Friday, 22 de November de 2024 ISSN 1519-7670 - Ano 24 - nº 1315

Saudosa maloca

Igualzinho a você, tenho aqui uns planos que, embora modestos, nunca vou realizar. Cadê ânimo para ir às vias de fato? Mais fácil pastorear devaneios no ar, como o Drummond fazendeiro, do que correr o risco de descobrir que era tudo mais ou menos bobagem. Um pouco como a botequinesca figura do cineasta passivo, com uma ideia genial na cabeça e nenhuma câmera nas mãos.

Nunca tive uma ideia genial, e também sou ruim de câmera, mas volta e meia reincido na ruminação de alguma coisa que provavelmente jamais escreverei. Por exemplo, um artigo que se chamaria “1979, o ano em que tudo terminou” (título sacado pelo Nirlando Beirão), e que meus neurônios voltam a regurgitar nestes dias em que tanto se fala e escreve a propósito do cinquentenário do golpe de 64. Outra vez me dá vontade de repassar três momentos cruciais de 1979.

Dois deles talvez interessem mais aos jornalistas do que aos seres humanos normais. É daquele ano a derrocada duradoura, senão definitiva, de algumas ilusões – uma das quais, em maio, levou a maioria dos profissionais da imprensa de São Paulo a se precipitar numa greve desastrada e desastrosa. Tínhamos a certeza de contar com a adesão dos gráficos, pois, afinal, na luta de classes que opõe trabalhadores e patrões, estávamos na mesma canoa.

- - - - -

TAREFAS A RESOLVER:
1. Edite uma parte do texto sobre 1979: comece nas palavras que trazem "Dois deles talvez" e pare depois de "na mesma canoa.", trocando "canoa" por "barca".
2. Retome o texto sobre 1979 e continue-o a partir do ponto em que ele para.
Os registros a seguir vêm de outra fonte.

[Trechos de registros de anotação]
- - - - -

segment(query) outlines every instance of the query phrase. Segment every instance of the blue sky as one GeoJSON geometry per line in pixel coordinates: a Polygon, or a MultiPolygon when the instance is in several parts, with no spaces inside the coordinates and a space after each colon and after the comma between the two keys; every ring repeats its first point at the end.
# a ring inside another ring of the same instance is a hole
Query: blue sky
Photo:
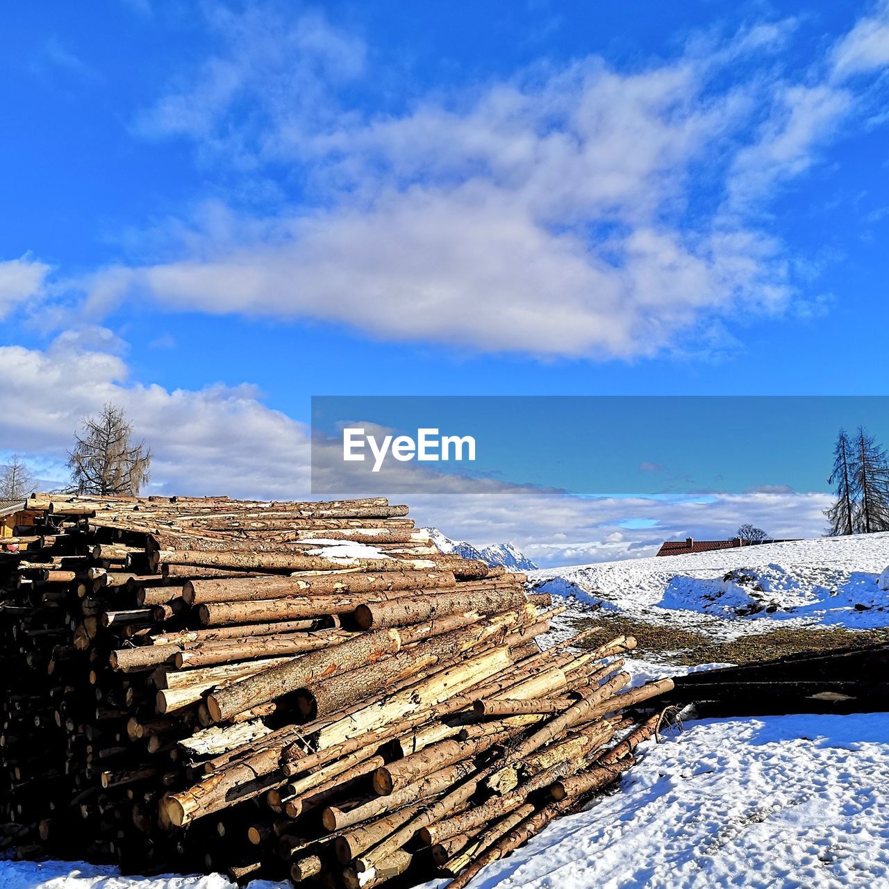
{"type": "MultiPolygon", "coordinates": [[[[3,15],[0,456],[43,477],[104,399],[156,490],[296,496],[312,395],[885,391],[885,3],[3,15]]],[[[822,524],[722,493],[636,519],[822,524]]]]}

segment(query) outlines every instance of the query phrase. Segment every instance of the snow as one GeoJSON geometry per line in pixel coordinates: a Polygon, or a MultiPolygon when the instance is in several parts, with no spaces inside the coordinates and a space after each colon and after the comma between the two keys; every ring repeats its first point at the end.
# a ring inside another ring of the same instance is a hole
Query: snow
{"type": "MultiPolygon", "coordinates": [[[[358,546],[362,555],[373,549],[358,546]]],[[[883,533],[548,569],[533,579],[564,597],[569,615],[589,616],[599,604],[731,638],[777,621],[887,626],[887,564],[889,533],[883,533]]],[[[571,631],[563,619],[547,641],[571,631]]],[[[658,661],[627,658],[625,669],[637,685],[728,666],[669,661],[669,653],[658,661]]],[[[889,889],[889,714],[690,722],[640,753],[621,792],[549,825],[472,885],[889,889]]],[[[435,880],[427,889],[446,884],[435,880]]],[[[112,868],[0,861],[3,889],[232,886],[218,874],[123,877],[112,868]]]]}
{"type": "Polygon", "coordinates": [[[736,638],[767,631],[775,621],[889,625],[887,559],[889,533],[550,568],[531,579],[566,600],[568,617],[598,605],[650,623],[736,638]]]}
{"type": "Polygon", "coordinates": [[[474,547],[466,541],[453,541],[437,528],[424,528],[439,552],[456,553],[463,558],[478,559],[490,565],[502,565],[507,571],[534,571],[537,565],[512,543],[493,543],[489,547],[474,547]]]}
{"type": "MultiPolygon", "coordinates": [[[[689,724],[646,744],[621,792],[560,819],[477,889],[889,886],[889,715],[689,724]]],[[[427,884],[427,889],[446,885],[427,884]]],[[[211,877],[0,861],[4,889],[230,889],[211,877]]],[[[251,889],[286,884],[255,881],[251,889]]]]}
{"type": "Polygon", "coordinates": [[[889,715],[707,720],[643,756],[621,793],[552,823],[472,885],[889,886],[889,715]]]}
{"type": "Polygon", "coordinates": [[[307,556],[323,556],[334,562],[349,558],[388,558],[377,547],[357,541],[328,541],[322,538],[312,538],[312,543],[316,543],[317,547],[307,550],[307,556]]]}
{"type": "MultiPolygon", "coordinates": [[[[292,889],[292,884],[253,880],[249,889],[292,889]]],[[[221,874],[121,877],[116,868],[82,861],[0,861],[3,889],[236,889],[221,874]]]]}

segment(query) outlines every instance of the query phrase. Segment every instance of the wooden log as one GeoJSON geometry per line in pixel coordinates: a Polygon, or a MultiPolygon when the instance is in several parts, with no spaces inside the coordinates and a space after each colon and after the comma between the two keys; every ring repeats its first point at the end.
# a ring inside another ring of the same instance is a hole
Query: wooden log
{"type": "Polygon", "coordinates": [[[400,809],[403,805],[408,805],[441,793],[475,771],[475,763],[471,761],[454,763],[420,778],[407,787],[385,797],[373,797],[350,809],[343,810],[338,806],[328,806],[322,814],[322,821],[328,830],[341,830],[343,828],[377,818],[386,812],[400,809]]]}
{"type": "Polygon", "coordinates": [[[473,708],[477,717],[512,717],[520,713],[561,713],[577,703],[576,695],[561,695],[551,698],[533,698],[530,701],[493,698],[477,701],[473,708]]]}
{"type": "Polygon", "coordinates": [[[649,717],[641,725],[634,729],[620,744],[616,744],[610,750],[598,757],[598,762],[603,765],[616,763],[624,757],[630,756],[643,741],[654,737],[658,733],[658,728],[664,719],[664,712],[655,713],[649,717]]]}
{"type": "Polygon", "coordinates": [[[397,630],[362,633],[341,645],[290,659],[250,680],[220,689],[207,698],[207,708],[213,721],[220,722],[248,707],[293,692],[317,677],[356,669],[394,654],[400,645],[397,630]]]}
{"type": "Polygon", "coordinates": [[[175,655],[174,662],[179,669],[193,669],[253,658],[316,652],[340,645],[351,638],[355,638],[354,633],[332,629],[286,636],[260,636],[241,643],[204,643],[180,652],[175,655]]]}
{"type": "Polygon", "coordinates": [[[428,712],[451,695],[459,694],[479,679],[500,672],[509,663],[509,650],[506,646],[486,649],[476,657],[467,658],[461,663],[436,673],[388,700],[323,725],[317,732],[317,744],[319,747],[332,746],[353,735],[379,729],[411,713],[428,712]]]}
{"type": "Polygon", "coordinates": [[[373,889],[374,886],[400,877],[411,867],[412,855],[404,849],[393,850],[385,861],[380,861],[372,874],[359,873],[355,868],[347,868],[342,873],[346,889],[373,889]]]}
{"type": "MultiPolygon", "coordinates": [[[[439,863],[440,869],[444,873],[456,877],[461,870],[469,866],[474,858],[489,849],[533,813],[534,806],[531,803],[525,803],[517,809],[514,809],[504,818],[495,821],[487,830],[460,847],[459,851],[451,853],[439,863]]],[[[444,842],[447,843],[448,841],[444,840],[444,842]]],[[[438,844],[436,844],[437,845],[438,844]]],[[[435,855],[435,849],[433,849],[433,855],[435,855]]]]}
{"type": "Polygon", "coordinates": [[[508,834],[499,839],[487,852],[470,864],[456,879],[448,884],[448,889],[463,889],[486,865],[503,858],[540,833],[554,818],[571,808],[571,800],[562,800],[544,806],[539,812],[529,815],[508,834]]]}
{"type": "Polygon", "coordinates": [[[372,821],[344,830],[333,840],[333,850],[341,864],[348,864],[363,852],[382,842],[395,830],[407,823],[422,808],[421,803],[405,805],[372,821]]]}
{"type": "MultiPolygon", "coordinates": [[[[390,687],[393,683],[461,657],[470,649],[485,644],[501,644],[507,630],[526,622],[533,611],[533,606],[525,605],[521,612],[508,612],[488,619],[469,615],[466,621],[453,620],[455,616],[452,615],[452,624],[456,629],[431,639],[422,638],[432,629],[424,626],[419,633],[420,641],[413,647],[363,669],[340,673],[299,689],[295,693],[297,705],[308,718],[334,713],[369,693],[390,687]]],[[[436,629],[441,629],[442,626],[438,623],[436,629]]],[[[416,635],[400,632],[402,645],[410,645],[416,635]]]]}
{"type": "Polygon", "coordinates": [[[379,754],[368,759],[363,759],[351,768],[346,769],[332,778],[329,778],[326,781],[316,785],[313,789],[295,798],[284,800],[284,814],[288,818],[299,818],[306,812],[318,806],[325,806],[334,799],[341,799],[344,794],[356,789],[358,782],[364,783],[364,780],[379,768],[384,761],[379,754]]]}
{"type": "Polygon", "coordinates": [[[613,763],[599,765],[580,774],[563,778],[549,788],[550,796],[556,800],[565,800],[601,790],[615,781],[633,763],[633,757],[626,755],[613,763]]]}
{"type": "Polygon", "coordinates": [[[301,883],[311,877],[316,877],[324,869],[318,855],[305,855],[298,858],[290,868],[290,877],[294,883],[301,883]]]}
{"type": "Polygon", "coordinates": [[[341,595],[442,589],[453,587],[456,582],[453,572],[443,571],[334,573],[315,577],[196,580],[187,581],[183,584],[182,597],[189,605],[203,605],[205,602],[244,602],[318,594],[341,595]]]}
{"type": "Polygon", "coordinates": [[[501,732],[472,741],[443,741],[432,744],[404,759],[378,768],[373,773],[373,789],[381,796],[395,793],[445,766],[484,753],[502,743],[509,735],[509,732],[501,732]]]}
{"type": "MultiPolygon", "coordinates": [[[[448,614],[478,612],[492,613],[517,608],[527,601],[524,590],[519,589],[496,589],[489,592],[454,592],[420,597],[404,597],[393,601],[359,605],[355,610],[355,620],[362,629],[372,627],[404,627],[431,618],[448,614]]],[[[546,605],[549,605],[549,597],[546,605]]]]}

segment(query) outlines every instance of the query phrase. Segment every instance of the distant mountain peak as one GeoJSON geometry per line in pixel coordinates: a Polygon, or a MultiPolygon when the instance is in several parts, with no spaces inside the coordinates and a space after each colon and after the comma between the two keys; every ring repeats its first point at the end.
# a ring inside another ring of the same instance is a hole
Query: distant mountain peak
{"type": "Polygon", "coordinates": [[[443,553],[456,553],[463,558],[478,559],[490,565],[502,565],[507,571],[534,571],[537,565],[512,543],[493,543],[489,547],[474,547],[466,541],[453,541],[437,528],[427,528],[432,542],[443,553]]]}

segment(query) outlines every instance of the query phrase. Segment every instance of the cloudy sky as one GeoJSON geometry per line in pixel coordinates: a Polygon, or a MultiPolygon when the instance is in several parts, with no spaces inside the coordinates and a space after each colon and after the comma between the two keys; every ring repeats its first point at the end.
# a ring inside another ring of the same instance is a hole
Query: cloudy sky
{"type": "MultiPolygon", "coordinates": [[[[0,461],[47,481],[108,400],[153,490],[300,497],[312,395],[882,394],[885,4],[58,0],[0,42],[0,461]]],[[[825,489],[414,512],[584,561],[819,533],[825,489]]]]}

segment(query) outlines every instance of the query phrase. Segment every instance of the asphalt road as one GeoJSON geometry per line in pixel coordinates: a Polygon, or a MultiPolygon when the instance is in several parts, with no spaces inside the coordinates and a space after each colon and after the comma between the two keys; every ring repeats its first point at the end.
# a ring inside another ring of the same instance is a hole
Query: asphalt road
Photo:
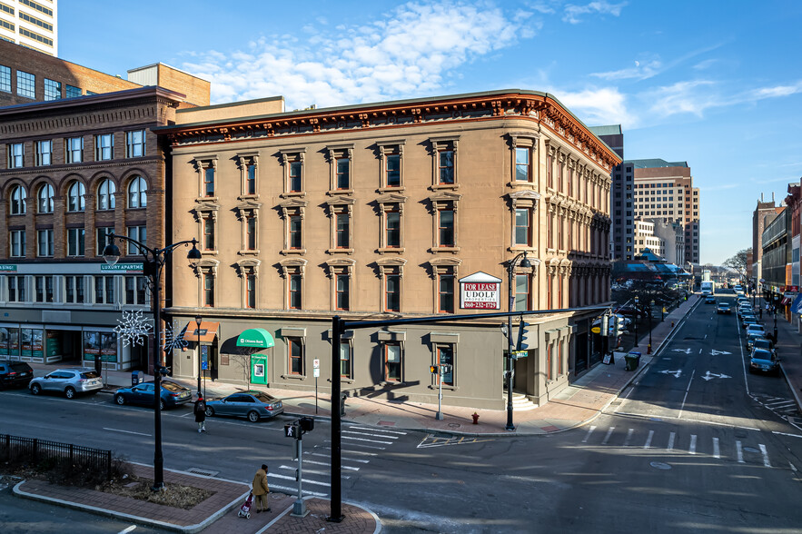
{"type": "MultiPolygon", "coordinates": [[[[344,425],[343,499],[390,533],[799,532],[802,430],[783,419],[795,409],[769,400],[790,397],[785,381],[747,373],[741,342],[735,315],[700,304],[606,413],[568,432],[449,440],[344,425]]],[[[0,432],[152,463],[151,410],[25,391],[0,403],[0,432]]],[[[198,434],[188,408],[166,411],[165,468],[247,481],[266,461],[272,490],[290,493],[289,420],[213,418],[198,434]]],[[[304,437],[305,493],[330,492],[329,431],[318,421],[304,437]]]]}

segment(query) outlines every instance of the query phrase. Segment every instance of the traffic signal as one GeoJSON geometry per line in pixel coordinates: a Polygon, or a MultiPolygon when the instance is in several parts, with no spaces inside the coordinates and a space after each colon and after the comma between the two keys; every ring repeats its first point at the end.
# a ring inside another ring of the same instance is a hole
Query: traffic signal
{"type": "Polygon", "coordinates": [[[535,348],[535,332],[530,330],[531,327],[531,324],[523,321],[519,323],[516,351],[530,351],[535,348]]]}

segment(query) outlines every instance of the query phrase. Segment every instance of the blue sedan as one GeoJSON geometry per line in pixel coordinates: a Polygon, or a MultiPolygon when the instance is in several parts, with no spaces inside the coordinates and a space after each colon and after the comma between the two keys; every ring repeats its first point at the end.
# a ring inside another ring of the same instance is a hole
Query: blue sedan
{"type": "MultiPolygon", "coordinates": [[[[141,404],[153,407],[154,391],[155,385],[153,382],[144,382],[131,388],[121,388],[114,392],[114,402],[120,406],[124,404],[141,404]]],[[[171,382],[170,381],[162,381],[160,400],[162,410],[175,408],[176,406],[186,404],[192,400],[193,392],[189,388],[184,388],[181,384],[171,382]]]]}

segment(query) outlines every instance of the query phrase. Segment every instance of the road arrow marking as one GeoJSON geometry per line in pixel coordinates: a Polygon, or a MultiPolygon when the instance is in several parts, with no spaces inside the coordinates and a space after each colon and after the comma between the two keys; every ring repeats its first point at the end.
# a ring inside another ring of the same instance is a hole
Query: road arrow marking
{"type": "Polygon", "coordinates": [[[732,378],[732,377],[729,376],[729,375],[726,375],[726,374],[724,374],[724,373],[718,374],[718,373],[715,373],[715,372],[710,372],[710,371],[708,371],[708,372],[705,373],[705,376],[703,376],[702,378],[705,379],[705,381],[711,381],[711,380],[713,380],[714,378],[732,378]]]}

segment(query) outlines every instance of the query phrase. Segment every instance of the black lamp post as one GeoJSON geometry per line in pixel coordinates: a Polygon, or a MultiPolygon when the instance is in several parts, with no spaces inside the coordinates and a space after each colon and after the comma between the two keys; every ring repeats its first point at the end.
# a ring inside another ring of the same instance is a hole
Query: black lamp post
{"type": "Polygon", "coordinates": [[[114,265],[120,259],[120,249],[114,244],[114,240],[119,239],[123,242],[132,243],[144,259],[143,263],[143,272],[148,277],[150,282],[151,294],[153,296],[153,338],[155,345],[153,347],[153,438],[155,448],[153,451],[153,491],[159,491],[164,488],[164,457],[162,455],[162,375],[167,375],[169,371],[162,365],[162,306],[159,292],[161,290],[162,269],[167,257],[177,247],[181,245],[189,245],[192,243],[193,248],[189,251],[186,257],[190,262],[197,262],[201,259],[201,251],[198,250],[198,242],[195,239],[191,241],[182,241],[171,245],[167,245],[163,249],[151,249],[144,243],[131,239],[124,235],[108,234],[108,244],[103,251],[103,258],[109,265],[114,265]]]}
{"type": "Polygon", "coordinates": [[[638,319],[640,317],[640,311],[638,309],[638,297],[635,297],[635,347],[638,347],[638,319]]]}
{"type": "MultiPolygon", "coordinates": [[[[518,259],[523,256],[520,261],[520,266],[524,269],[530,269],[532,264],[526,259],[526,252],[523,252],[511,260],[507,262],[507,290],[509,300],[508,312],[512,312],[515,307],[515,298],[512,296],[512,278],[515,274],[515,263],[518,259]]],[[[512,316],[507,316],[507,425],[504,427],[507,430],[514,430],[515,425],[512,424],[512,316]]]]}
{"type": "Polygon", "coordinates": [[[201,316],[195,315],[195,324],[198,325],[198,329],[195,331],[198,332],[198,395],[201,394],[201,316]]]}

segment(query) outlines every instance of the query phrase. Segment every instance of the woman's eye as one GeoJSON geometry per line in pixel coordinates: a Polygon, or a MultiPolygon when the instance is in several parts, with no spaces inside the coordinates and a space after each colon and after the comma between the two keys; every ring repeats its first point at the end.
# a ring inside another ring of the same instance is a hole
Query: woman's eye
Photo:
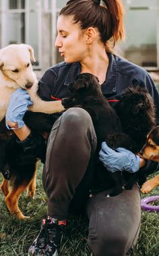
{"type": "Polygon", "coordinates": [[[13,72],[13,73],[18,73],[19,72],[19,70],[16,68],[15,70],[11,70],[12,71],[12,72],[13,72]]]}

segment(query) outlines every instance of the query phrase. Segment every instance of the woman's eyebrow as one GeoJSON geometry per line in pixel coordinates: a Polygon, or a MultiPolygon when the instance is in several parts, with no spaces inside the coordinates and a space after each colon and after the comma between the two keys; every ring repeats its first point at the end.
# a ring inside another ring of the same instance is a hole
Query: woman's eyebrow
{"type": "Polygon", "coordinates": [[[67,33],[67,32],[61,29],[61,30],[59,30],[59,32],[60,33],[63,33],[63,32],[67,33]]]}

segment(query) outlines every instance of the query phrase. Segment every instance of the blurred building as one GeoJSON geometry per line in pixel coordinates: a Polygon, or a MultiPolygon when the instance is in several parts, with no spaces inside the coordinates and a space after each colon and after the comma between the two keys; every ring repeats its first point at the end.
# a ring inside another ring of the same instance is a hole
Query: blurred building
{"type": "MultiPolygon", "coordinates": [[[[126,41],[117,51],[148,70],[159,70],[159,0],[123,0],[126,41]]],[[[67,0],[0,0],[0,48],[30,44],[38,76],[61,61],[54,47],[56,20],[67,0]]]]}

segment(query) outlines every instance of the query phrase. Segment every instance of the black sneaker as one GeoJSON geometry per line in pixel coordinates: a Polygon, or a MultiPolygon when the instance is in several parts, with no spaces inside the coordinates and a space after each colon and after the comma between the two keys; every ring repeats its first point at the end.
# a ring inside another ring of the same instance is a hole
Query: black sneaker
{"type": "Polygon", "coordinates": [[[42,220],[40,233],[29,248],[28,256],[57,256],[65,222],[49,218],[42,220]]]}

- - - - -

RESPOSTAS EM ORDEM:
1.
Dois deles talvez interessem mais aos jornalistas do que aos seres humanos normais. É daquele ano a derrocada duradoura, senão definitiva, de algumas ilusões – uma das quais, em maio, levou a maioria dos profissionais da imprensa de São Paulo a se precipitar numa greve desastrada e desastrosa. Tínhamos a certeza de contar com a adesão dos gráficos, pois, afinal, na luta de classes que opõe trabalhadores e patrões, estávamos na mesma barca.

2.
A adesão não veio, sinal de que até canoa tem primeira e segunda classe, e foi pelos jornais que acompanhamos o fracasso do movimento cujo êxito dependia de não haver jornais nas bancas. Lembro-me de ter entrado num ônibus, de madrugada, e arengado para uns gatos pingados que voltavam do trabalho: Não comprem jornais! – concitei, sem obter que um único músculo se movesse no semblante exausto do proletariado. Agora é que esses caras vão correr para a primeira banca – concluí, dando por encerrada minha carreira de tribuno. Lembro-me também de meia dúzia de piqueteiros amanhecendo na Marginal do Tietê quando a greve estertorava, um deles, cheio de graça e conhaque, com um megafone apontado em direção ao prédio onde funcionava a Veja: “Atenção, Editora Abril, vocês estão cercados!”

Meses depois, vi esfarinhar-se outra ilusão que não era só minha – a de que bastava reunir gente talentosa e idealista para criar, com pouco mais que nada, um bom jornal, indispensável naquele momento em que a anistia, prestes a ser promulgada, assinalaria o começo do fim da ditadura. Em torno de Mino Carta formou-se um timaço de que faziam parte, entre outros, Claudio Abramo, Roberto Pompeu de Toledo, Ricardo Kotscho e Paulo Markun, além do citado Nirlando.

Não durou seis meses o Jornal da República. Pouquíssimas semanas depois da edição inaugural, de 27 de agosto, o sócio capitalista tirou o time, esvaziando bruscamente os corpos cavernosos que, no limiar da idade madura, mantinham de pé nossa quimera.

Se atualizassem ao menos a linguagem…

Por essa época, exatamente, meados de 1979, vivemos todos, jornalistas e seres humanos normais, o terceiro momento marcante a que me referi – a anistia caolha que ainda hoje tentamos digerir.

Em meio à alegria do retorno dos exilados (lembro-me de Leonel Brizola, com seu terno jeans, visitando a redação do Jornal da República, por onde passou também Fernando Gabeira com um modelito de derrubar os queixos), pôde-se por fim desatar o laço que por anos mantivera promiscuamente empacotadas as mais incompatíveis correntes da esquerda nacional.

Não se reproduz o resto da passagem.